■ **PROBLEM REQUIREMENTS**: Look for the word "seen". Copy every line of the listing where it occurs.

■ **SOURCE MATERIAL**:
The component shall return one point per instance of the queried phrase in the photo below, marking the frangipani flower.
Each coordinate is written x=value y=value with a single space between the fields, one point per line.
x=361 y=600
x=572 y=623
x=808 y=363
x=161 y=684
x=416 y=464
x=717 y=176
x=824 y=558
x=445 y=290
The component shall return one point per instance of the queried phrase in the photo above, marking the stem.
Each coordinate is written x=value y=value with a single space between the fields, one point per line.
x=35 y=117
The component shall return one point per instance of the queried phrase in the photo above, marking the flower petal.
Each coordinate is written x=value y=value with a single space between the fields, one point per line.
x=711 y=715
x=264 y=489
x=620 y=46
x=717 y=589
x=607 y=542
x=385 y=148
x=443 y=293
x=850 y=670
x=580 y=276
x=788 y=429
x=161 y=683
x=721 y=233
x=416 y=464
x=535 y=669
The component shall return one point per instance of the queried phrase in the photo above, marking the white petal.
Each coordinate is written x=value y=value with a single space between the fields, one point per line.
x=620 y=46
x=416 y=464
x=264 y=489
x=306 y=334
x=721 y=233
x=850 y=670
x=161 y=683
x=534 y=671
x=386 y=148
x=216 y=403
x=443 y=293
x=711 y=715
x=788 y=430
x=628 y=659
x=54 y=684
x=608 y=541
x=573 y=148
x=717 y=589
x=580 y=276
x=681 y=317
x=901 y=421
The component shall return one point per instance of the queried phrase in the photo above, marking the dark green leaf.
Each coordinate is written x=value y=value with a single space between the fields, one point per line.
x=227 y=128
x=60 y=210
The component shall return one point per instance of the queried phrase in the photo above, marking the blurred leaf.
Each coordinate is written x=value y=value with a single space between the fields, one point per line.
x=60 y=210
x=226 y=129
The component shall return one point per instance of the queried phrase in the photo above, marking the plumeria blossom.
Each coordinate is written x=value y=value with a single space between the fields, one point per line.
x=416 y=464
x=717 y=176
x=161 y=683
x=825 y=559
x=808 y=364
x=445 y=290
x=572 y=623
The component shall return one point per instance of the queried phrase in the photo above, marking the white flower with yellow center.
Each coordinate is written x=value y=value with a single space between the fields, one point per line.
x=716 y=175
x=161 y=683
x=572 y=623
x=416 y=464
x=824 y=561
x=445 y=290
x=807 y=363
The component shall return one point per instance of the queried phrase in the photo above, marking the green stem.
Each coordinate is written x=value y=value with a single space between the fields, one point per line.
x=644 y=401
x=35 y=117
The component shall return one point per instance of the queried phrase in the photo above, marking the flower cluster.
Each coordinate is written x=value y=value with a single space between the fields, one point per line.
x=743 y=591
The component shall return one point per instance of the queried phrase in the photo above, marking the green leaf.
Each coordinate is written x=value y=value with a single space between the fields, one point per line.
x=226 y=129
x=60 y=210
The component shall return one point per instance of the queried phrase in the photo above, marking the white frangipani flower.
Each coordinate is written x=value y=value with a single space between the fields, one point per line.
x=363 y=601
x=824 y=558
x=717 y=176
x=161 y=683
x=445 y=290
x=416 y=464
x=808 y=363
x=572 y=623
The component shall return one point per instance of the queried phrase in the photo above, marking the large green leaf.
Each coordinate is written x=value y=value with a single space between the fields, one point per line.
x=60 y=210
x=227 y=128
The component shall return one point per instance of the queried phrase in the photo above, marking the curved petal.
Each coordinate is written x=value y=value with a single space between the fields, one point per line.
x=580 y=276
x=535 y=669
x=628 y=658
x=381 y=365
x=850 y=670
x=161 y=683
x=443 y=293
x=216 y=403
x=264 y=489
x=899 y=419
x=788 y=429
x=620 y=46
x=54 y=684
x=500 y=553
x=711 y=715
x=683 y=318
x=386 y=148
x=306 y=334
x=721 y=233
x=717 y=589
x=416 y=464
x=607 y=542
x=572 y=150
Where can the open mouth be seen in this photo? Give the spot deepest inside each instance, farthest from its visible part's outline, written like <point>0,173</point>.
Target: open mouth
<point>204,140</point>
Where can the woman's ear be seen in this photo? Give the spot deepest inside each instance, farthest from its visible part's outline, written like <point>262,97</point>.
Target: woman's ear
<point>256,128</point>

■ **WORKED SOLUTION**:
Where can the open mouth be seen in this photo? Give the spot deepest inside each instance, farthest from its visible part's outline, written like <point>0,173</point>.
Where can the woman's ear be seen in this photo? Give the spot deepest inside each instance, farthest from its visible part's outline, written like <point>262,97</point>.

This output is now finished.